Activity ->
Word for word, reproduce each of the entries.

Top of Dataset entries

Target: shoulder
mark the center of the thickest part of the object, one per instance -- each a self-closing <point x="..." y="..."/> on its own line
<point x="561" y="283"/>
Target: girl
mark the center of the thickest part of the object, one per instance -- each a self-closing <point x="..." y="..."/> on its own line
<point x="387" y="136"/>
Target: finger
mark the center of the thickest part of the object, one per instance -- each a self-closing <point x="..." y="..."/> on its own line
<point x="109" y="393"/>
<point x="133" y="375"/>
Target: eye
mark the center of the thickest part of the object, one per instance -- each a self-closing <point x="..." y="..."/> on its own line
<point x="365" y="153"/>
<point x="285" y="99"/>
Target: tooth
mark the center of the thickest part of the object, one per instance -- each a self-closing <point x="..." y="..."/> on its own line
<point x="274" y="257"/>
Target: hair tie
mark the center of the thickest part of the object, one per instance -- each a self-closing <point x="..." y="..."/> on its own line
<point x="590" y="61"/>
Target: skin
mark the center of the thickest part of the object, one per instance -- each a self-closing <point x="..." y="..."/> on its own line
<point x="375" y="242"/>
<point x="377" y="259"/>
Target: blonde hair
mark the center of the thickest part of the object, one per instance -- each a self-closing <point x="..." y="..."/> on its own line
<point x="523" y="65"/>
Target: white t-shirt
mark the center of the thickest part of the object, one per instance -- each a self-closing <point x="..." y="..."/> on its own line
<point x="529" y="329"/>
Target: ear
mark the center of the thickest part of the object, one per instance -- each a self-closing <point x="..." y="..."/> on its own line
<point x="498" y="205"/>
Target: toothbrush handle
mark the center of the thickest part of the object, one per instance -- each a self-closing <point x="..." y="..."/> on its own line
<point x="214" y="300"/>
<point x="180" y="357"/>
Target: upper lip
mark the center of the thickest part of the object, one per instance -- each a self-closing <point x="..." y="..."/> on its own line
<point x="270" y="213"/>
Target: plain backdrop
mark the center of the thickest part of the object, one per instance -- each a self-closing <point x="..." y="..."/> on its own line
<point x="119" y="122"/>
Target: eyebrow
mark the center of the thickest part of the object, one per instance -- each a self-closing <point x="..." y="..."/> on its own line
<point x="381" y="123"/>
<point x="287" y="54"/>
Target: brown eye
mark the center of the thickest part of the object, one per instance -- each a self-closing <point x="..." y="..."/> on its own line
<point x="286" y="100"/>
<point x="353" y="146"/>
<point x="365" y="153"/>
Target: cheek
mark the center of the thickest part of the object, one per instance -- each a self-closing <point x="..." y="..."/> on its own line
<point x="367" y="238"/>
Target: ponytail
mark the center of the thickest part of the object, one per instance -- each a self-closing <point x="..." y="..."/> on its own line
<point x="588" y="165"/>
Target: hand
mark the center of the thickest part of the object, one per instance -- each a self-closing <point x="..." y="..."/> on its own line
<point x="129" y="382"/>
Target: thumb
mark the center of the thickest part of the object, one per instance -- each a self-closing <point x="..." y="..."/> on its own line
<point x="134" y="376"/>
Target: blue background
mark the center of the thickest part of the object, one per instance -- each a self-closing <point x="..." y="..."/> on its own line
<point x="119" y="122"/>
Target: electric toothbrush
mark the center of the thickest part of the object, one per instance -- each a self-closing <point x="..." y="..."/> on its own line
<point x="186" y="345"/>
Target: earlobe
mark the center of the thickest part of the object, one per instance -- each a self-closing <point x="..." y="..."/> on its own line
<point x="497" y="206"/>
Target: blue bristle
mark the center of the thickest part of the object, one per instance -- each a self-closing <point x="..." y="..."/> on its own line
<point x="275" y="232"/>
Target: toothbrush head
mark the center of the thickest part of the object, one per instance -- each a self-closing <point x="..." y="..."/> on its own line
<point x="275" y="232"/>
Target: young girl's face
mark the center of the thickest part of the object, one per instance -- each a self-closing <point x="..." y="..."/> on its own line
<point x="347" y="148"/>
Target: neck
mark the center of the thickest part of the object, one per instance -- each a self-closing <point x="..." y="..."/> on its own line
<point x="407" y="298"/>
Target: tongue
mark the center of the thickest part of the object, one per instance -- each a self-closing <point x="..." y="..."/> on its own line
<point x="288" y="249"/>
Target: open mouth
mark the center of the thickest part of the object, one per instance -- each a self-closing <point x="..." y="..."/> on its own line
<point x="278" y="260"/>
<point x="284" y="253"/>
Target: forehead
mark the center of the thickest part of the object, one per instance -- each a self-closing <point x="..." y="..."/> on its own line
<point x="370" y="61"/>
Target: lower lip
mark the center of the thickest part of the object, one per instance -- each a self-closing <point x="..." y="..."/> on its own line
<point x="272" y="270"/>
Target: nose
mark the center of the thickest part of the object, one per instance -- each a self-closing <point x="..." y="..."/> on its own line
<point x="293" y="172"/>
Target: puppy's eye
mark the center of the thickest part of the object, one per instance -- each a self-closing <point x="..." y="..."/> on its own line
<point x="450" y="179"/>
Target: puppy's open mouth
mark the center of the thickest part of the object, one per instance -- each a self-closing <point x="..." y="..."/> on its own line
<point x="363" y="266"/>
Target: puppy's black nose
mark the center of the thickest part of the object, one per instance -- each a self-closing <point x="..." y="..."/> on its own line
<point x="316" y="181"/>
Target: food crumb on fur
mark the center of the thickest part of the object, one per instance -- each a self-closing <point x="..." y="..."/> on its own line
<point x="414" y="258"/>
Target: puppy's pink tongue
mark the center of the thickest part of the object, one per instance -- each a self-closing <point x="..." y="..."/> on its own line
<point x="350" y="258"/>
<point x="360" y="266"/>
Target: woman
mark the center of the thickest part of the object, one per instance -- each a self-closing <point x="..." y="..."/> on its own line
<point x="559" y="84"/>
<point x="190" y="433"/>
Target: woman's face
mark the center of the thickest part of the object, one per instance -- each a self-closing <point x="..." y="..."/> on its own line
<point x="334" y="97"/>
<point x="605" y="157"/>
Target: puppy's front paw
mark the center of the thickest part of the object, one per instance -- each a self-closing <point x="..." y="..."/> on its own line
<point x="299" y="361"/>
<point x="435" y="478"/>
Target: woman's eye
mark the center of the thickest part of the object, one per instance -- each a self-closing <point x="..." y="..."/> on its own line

Bottom of Dataset entries

Result of this task ->
Target: shoulder
mark the center of the thickest part of the object, one per instance -- each a self-closing <point x="..." y="..."/> on its own line
<point x="561" y="283"/>
Target: girl
mark the center of the thickest part of the object, one per instance -- each a self-closing <point x="..." y="..."/> on its own line
<point x="387" y="136"/>
Target: finger
mark the center of the thickest part of the object, one per instance -- each a self-closing <point x="..." y="..."/> on its own line
<point x="109" y="393"/>
<point x="133" y="375"/>
Target: eye
mark the center of the thickest part of the object, one per instance -- each a self-closing <point x="..." y="..."/> on its own line
<point x="365" y="153"/>
<point x="285" y="99"/>
Target: tooth
mark the center of the thickest part of the object, one per instance -- each a self-closing <point x="..." y="..."/> on its own line
<point x="274" y="257"/>
Target: hair tie
mark the center of the thickest part of the object, one per instance -- each a self-closing <point x="..." y="..."/> on its own line
<point x="590" y="61"/>
Target: skin
mark the center of the thickest part of the object, one per instance -- each a self-closing <point x="..." y="..."/> on its own line
<point x="375" y="242"/>
<point x="377" y="259"/>
Target: blonde hair
mark the center of the thickest part of the object, one per instance -- each a self-closing <point x="..." y="..."/> on its own line
<point x="523" y="65"/>
Target: white t-shirt
mark the center of the thickest part of the object, one per instance -- each a self-closing <point x="..." y="..."/> on its own line
<point x="529" y="329"/>
Target: ear
mark the center of the thickest part of the object, one per instance -- each a self-closing <point x="..." y="..."/> on its own line
<point x="498" y="205"/>
Target: toothbrush handle
mark the center of the thickest part of the object, one per instance -- each a self-closing <point x="..." y="..."/> on its own line
<point x="214" y="300"/>
<point x="180" y="357"/>
Target: upper lip
mark the center of the thickest part of the object, one per instance -- each a self-closing <point x="..." y="..."/> on its own line
<point x="270" y="213"/>
Target: plain backdrop
mark the center of the thickest part of the object, one per instance -- each a self-closing <point x="..." y="..."/> on its own line
<point x="119" y="122"/>
Target: eyebrow
mark the center of the thickest part of the object, one per instance -- each a self-closing <point x="..." y="..."/> on its own line
<point x="381" y="123"/>
<point x="287" y="54"/>
Target: brown eye
mark the center of the thickest part of the object, one per instance -- each a self-closing <point x="..." y="..."/> on its own line
<point x="286" y="100"/>
<point x="353" y="146"/>
<point x="365" y="153"/>
Target: cheek
mark the center of the thickest part of the object, one per instance -- each a self-closing <point x="..." y="..."/> on its own line
<point x="367" y="238"/>
Target: ponytail
mark the center of the thickest part of the object, one per instance -- each a self-closing <point x="..." y="..."/> on its own line
<point x="588" y="165"/>
Target: hand
mark the center of the thickest part of the object, one per instance -- each a self-closing <point x="..." y="..."/> on its own line
<point x="129" y="382"/>
Target: thumb
mark the center of the thickest part of the object, one per instance -- each a self-closing <point x="..." y="..."/> on its own line
<point x="134" y="376"/>
Target: blue background
mark the center of the thickest part of the object, one per instance -- each a self-closing <point x="..." y="..."/> on its own line
<point x="119" y="122"/>
Target: electric toothbrush
mark the center of the thickest part of the object, one per instance -- each a self-closing <point x="..." y="..."/> on its own line
<point x="186" y="345"/>
Target: earlobe
mark the center of the thickest part of the object, one per instance -- each a self-closing <point x="..." y="..."/> on its own line
<point x="497" y="206"/>
Target: blue bristle
mark the center of the thickest part of the object, one per instance -- each a self-closing <point x="..." y="..."/> on its own line
<point x="275" y="232"/>
Target: toothbrush head
mark the center of the thickest part of the object, one per instance -- each a self-closing <point x="..." y="..."/> on its own line
<point x="275" y="232"/>
Target: young girl's face
mark the center of the thickest part of the object, one per instance -- each a self-closing <point x="..." y="..."/> on its own line
<point x="347" y="148"/>
Target: neck
mark the center of the thickest part of the object, one per instance -- each a self-closing <point x="..." y="..."/> on its own line
<point x="407" y="298"/>
Target: tongue
mark the center of the thickest part of the object, one per instance -- each a self-closing <point x="..." y="..."/> on its own line
<point x="288" y="249"/>
Target: open mouth
mark the center of the thickest part of the object, one per instance -- each a self-closing <point x="..." y="..."/> on its own line
<point x="278" y="260"/>
<point x="284" y="253"/>
Target: forehead
mark the center of the thickest part of the object, one per instance -- each a self-closing <point x="..." y="..."/> on its own line
<point x="370" y="61"/>
Target: lower lip
mark the center of the thickest part of the object, one per instance -- each a self-closing <point x="..." y="..."/> on its own line
<point x="272" y="270"/>
Target: nose
mark the center of the thickest part of the object, one per instance -- each a self-closing <point x="..." y="..."/> on its own line
<point x="293" y="172"/>
Target: puppy's eye
mark the center of the thickest part of the object, one per instance -- each a self-closing <point x="..." y="..."/> on its own line
<point x="450" y="179"/>
Target: puppy's open mouth
mark the center of the thickest part of the object, one per instance -- each a self-closing <point x="..." y="..."/> on its own line
<point x="363" y="266"/>
Target: puppy's black nose
mark the center of the thickest part of the object, one per instance -- each a self-closing <point x="..." y="..."/> on its own line
<point x="316" y="181"/>
Target: food crumb on fur
mark the center of the thickest part of the object, one per instance -- each a self-closing <point x="..." y="..."/> on its own line
<point x="414" y="258"/>
Target: puppy's pink tongue
mark the center of the thickest part of the object, one per instance -- each a self-closing <point x="..." y="..."/> on its own line
<point x="350" y="258"/>
<point x="360" y="266"/>
Target: woman
mark the center of the thickest part of the object, one per instance -- each a self-closing <point x="..." y="..."/> on its own line
<point x="559" y="84"/>
<point x="190" y="433"/>
Target: woman's face
mark the center of the thickest part of the object, one per instance -- each a self-closing <point x="..." y="..."/> on its own line
<point x="334" y="97"/>
<point x="605" y="157"/>
Target: puppy's front paw
mark the center of the thickest part of the object, one per instance -- each a self-closing <point x="..." y="..."/> on its own line
<point x="299" y="361"/>
<point x="435" y="478"/>
Target: woman's eye
mark the center of the thickest part of the object, one per instance -- each a self-closing <point x="..." y="..."/> on its own line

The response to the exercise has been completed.